%%
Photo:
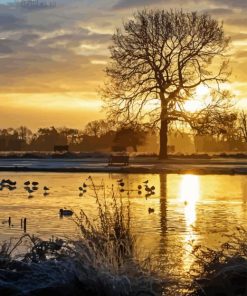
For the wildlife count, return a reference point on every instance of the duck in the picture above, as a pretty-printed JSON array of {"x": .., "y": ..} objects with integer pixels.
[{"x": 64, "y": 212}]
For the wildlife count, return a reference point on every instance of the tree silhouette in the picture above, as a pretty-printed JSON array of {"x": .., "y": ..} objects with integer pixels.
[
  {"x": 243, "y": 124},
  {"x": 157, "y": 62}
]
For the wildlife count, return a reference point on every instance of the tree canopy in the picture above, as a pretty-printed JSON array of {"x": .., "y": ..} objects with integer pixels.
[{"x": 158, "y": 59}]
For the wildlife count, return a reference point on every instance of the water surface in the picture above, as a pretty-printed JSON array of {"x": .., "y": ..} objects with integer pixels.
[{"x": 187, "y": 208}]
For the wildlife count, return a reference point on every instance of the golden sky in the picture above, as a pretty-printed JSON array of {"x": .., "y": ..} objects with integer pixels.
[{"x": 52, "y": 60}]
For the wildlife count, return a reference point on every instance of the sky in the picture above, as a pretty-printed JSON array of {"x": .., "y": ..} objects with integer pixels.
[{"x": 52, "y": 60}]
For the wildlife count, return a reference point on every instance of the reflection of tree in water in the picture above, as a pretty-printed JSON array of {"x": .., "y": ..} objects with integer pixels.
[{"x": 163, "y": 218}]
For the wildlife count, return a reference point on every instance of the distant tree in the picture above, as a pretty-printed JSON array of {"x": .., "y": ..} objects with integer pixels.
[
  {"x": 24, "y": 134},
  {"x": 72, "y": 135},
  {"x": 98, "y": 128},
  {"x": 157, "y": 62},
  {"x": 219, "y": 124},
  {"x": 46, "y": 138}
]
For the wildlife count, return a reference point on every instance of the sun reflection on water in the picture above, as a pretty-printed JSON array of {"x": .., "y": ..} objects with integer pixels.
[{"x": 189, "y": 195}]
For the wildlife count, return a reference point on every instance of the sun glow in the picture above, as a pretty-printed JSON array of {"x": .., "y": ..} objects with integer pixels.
%%
▸ **Description of the task**
Copy out word for word the lines that start with the line containing "the sun reflection" and continue through the final line above.

▸ **Task solution**
For the wildlife count, return a reference point on every instance of the sun reflection on water in the picture above, as a pretty-printed JSON array of {"x": .., "y": ..} objects with integer pixels.
[{"x": 189, "y": 195}]
For the wildlife count, return a reference point on every instance of the sun glow in the picture above, as a pretty-printed JSON array of {"x": .., "y": ..} objects with integer pixels.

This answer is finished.